◆ SELECTED EXTRACT
※

2. A comprehensive non-aggression agreement will be concluded between Russia, Ukraine and Europe. All ambiguities of the last 30 years will be considered settled.

This relates to reforming the European security architecture and could thus likely be a protracted process due to the issues involved. Some of them include Russia’s access to Kaliningrad, navigation across the Baltic Sea, and its opposition to nukes in Poland, while Poland, whose lost Great Power status is being revived with US support, wants Russian tactical nukes and Oreshniks out of Belarus. The “EU Defense Line” that’s being built between NATO and Russia-Belarus will likely also become a “new Iron Curtain”.

3. It is expected that Russia will not invade neighboring countries and NATO will not expand further.

This quid pro quo, which might include verification and enforcement mechanisms regarding the status of forces along the “new Iron Curtain”, is meant to alleviate their security dilemma and thus facilitate some of the aforesaid compromises. The US would also have a pretext for redeploying of some of its EU-based forces to the Asia-Pacific for more robustly containing China while Russia would have the same for refocusing its strategic attention southward in response to the expansion of Turkish influence there.

4. A dialogue will be held between Russia and NATO, mediated by the United States, to resolve all security issues and create conditions for de-escalation in order to ensure global security and increase opportunities for cooperation and future economic development.

This reinforces what was written with respect to reaching a series of mutual compromises for alleviating their security dilemma with the intent of freeing up US and Russian forces to refocus on the Asia-Pacific and the South Caucasus-Central Asia respectively for balancing China and Turkiye. There’s also the speculative chance that the US could limit the expansion of NATO member Turkiye’s influence there in exchange for Russia limiting its military-technical and possibly energy cooperation with China.

5. Ukraine will receive reliable security guarantees.

It was assessed last March that “Ukraine Already Kinda Has Article 5 Guarantees From Some NATO Countries” due to the raft of “security guarantees” that it agreed to with the bloc’s members over the prior year, all of which are hyperlinked to in the preceding analysis. This point is therefore redundant but might also suggest an openness among those states – the US, Poland, the UK, Germany, France, and Italy – to renegotiate some of the terms to make them even more favorable for Ukraine.

6. The size of the Ukrainian Armed Forces will be limited to 600,000 personnel.

The special operation’s demilitarization goal would be achieved in spirit through these means, though the loophole might be that Ukraine could still employ mercenaries to get around this limit. Nevertheless, with credible verification and enforcement mechanisms in place, the spirit of this point would be respected. Russia should therefore consider proposing this without delay in order to avert the scenario of Ukraine slyly undermining the peace (perhaps in collusion with the subversive and warmongering UK).

7. Ukraine agrees to enshrine in its constitution that it will not join NATO, and NATO agrees to include in its statutes a provision that Ukraine will not be admitted in the future.

※

◆ STORED DATA
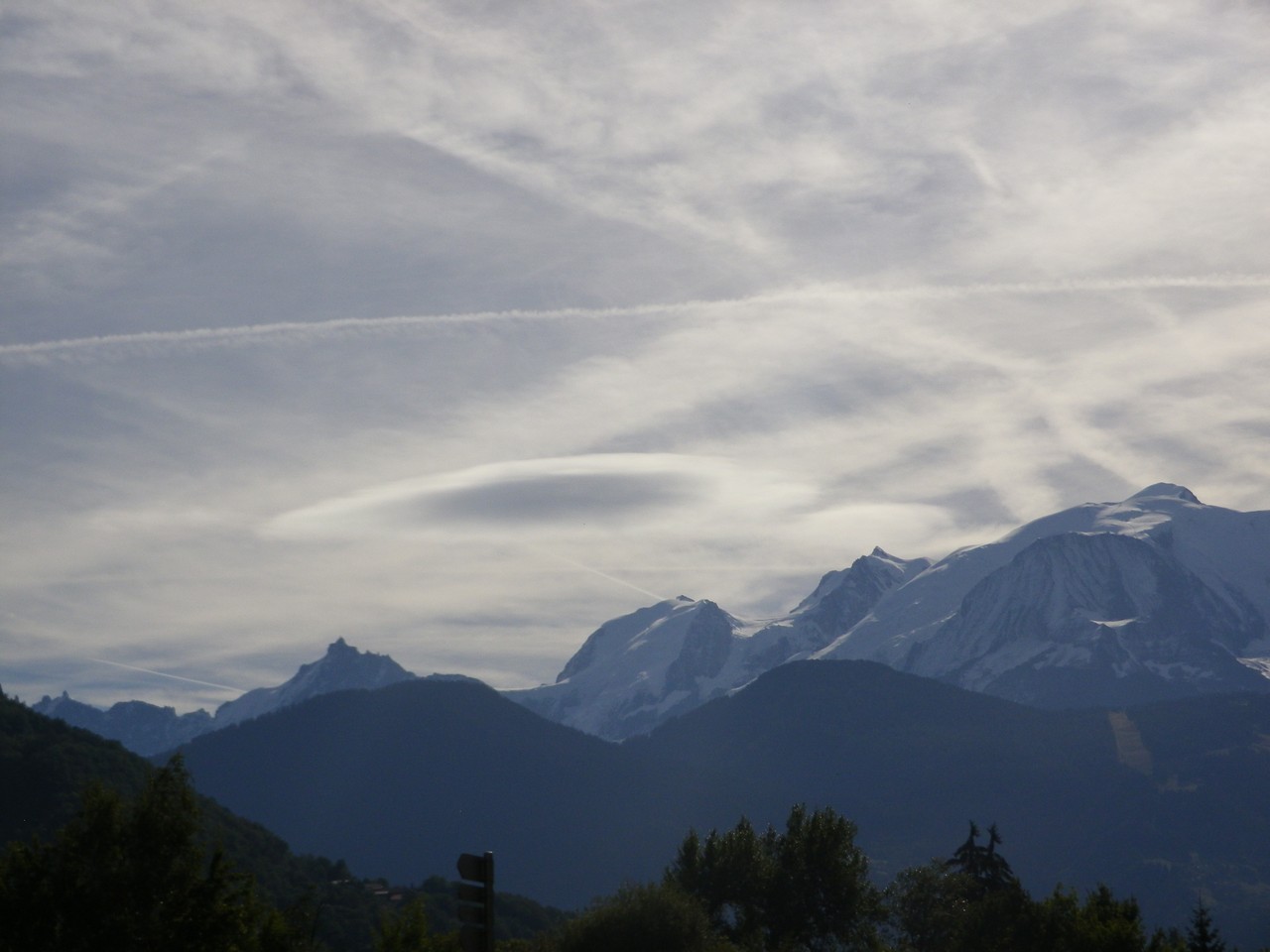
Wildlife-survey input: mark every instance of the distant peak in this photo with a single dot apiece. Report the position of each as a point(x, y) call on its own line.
point(1166, 489)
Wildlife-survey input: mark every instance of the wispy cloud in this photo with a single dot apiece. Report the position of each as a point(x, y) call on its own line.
point(456, 331)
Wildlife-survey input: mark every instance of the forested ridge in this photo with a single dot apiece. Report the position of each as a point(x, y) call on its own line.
point(108, 852)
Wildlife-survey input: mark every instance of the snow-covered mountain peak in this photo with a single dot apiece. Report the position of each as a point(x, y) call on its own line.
point(1166, 490)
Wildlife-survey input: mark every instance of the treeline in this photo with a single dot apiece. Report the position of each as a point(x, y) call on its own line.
point(808, 889)
point(137, 874)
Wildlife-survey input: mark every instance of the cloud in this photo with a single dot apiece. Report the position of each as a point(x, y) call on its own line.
point(604, 490)
point(457, 329)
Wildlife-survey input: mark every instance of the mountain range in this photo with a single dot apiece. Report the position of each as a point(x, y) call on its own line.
point(1150, 598)
point(1106, 603)
point(148, 729)
point(1091, 682)
point(1165, 801)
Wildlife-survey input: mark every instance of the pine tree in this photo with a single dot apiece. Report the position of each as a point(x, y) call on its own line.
point(1203, 936)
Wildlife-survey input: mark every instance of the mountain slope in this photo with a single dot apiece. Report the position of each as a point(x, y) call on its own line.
point(339, 669)
point(146, 729)
point(639, 670)
point(403, 779)
point(1155, 597)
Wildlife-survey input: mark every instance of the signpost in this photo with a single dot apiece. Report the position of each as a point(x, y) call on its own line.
point(476, 902)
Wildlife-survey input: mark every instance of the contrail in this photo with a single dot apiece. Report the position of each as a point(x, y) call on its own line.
point(162, 341)
point(163, 674)
point(595, 571)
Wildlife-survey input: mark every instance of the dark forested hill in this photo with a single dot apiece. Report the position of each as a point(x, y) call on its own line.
point(1166, 802)
point(403, 779)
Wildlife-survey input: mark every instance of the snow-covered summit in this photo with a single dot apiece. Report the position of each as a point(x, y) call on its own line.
point(666, 658)
point(1153, 595)
point(1103, 603)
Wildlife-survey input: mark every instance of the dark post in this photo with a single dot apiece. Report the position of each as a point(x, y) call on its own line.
point(476, 902)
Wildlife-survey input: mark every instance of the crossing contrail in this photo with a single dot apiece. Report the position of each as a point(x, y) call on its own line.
point(164, 674)
point(163, 341)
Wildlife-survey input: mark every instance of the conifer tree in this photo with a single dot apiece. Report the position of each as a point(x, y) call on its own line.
point(1203, 936)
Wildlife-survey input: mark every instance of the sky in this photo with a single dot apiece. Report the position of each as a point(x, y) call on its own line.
point(456, 329)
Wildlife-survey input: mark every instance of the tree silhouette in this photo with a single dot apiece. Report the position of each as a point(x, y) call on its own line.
point(985, 867)
point(803, 889)
point(1203, 936)
point(131, 875)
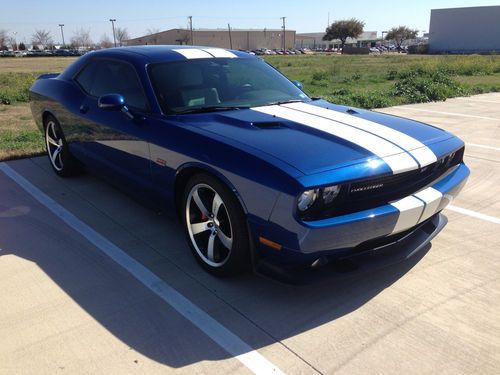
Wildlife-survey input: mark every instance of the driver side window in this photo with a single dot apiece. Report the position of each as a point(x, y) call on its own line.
point(102, 77)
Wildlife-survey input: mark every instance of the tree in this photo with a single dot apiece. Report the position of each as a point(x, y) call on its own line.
point(12, 42)
point(152, 31)
point(400, 34)
point(81, 38)
point(41, 38)
point(121, 35)
point(105, 41)
point(344, 29)
point(3, 38)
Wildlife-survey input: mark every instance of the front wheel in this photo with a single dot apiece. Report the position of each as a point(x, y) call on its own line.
point(215, 226)
point(60, 158)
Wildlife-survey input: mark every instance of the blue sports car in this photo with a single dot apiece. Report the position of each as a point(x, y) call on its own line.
point(259, 173)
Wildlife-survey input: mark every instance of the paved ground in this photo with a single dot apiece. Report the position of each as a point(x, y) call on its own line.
point(66, 307)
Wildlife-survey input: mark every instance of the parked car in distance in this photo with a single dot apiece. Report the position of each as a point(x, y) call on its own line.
point(258, 173)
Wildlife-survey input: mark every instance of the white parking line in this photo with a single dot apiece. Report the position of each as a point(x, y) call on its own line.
point(482, 146)
point(479, 100)
point(249, 357)
point(449, 113)
point(475, 214)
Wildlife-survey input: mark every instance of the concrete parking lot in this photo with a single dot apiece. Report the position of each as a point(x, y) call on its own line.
point(93, 282)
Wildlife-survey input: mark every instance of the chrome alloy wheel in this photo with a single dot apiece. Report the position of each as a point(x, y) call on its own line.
point(209, 225)
point(54, 143)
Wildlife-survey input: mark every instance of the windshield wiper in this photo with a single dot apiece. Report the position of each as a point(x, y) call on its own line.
point(286, 101)
point(211, 108)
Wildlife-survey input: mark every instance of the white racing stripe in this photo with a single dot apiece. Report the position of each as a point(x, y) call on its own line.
point(483, 146)
point(193, 53)
point(417, 149)
point(219, 52)
point(398, 160)
point(432, 199)
point(204, 53)
point(410, 210)
point(249, 357)
point(417, 208)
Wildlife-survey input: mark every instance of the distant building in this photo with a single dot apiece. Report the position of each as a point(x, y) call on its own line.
point(465, 30)
point(238, 39)
point(315, 40)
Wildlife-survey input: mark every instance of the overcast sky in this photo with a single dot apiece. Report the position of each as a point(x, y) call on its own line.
point(23, 16)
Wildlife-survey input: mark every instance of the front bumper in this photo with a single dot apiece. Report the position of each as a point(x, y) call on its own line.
point(305, 242)
point(358, 260)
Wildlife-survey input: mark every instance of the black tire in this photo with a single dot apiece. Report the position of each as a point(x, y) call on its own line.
point(60, 158)
point(229, 223)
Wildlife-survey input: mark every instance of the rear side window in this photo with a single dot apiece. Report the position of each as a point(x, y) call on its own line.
point(102, 77)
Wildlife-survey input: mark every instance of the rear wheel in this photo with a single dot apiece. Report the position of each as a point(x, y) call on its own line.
point(215, 226)
point(61, 160)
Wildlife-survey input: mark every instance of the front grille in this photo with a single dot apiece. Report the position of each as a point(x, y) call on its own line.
point(370, 193)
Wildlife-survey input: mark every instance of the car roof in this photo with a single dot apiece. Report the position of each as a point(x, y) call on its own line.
point(144, 55)
point(165, 53)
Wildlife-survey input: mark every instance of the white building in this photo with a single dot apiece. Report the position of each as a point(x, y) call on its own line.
point(465, 30)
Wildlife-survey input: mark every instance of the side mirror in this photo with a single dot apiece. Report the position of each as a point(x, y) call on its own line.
point(298, 84)
point(111, 102)
point(114, 102)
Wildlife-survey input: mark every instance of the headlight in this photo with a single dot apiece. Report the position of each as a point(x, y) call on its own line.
point(307, 199)
point(330, 193)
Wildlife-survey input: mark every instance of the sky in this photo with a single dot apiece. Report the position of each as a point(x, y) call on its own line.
point(22, 17)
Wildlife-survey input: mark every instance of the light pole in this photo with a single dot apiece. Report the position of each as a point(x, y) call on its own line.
point(15, 41)
point(113, 20)
point(61, 25)
point(191, 28)
point(284, 34)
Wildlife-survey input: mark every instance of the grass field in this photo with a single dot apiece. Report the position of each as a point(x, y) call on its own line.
point(363, 81)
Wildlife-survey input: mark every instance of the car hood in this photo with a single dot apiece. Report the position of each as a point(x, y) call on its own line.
point(318, 136)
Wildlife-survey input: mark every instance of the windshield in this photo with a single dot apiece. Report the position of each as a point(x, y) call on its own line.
point(220, 83)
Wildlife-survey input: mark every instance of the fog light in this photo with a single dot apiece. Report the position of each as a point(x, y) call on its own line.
point(330, 193)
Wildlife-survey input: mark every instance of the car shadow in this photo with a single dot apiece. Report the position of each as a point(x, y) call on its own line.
point(259, 310)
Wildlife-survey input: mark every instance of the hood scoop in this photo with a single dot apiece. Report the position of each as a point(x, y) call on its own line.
point(268, 124)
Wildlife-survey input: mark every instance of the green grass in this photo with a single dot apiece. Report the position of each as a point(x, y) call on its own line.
point(377, 81)
point(14, 86)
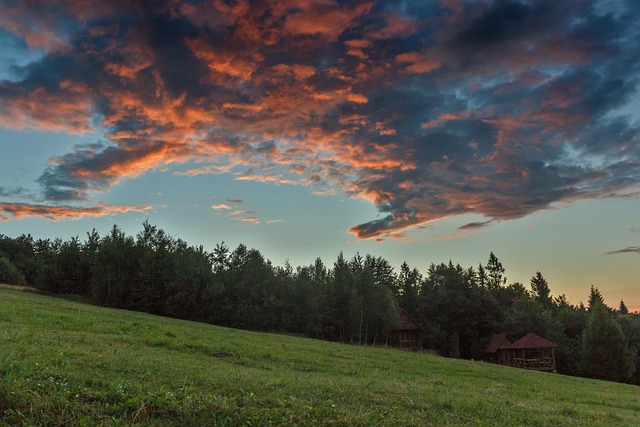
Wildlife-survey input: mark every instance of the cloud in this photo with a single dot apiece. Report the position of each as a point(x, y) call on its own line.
point(500, 108)
point(63, 212)
point(630, 249)
point(221, 206)
point(474, 225)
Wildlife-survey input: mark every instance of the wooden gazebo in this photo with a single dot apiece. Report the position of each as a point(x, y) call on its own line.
point(534, 352)
point(407, 333)
point(499, 351)
point(529, 352)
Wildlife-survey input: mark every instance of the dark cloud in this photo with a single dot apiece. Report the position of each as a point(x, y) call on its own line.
point(474, 225)
point(630, 249)
point(500, 108)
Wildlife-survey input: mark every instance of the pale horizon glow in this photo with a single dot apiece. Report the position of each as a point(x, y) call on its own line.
point(417, 131)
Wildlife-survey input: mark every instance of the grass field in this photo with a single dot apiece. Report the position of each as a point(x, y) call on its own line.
point(66, 363)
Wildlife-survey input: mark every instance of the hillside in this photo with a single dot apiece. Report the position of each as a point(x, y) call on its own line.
point(63, 362)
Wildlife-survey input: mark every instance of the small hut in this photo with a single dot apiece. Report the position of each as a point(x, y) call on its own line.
point(534, 352)
point(407, 333)
point(499, 351)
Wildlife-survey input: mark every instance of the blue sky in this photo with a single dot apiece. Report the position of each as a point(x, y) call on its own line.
point(416, 131)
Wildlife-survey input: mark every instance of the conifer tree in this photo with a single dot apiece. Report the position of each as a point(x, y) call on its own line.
point(605, 350)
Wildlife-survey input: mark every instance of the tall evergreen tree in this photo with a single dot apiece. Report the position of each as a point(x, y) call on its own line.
point(605, 350)
point(540, 289)
point(595, 297)
point(623, 308)
point(495, 273)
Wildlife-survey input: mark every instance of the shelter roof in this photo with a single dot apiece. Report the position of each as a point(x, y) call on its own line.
point(406, 322)
point(498, 342)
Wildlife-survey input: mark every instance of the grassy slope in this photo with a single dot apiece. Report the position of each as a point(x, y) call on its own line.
point(63, 362)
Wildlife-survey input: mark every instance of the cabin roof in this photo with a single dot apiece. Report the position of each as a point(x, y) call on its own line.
point(532, 341)
point(406, 322)
point(500, 341)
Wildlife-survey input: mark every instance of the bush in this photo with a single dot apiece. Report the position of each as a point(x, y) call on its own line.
point(9, 274)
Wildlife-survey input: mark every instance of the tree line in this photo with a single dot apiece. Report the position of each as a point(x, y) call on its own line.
point(355, 300)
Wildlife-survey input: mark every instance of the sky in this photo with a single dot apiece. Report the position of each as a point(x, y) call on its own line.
point(419, 131)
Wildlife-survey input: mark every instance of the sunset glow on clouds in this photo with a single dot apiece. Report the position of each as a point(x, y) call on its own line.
point(427, 110)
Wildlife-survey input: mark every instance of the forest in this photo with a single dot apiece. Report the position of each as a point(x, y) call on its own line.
point(354, 300)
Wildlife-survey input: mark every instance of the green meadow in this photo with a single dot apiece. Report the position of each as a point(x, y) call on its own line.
point(67, 363)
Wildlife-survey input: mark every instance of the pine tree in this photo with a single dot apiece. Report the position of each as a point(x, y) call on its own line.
point(540, 289)
point(623, 308)
point(595, 297)
point(605, 350)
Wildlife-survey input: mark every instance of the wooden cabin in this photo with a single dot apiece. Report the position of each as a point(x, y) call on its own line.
point(407, 333)
point(499, 351)
point(529, 352)
point(534, 352)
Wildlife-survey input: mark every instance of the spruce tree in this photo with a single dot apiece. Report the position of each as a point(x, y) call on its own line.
point(605, 350)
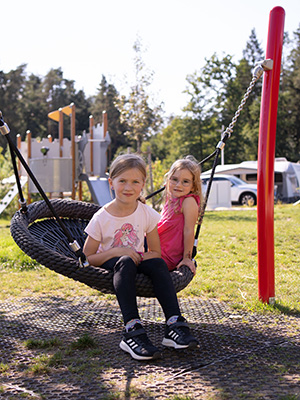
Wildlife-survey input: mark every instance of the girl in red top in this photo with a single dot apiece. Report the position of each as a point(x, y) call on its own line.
point(176, 227)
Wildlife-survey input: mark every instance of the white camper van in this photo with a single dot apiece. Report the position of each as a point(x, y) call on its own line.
point(287, 176)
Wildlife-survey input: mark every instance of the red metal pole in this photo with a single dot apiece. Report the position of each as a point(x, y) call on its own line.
point(266, 158)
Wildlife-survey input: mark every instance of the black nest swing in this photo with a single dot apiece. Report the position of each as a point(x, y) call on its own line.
point(38, 234)
point(52, 231)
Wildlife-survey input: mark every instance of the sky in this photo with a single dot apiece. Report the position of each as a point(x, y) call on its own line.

※

◆ EXERCISE REQUIREMENTS
**A)** In the commentary on the peace plan above, condense the paragraph beginning "This quid pro quo, which might include" into a short bulleted list that keeps its main facts.
**B)** According to the peace plan commentary, why is the point promising Ukraine reliable security guarantees considered redundant?

◆ SOLVED PROBLEMS
**A)**
- The trade-off may include verification and enforcement mechanisms for forces along the "new Iron Curtain."
- It aims to ease the security dilemma and make some of the earlier compromises easier.
- It would give the US a pretext to move some EU-based forces to the Asia-Pacific to contain China more robustly.
- It would give Russia a pretext to turn its strategic attention southward in response to growing Turkish influence there.

**B)** Over the prior year, Ukraine agreed to a series of "security guarantees" with NATO members, and an assessment last March concluded that Ukraine already kind of has Article 5 guarantees from some NATO countries. Because those guarantees already exist, the point adds little, though it might signal that those states are open to renegotiating terms more favorable to Ukraine.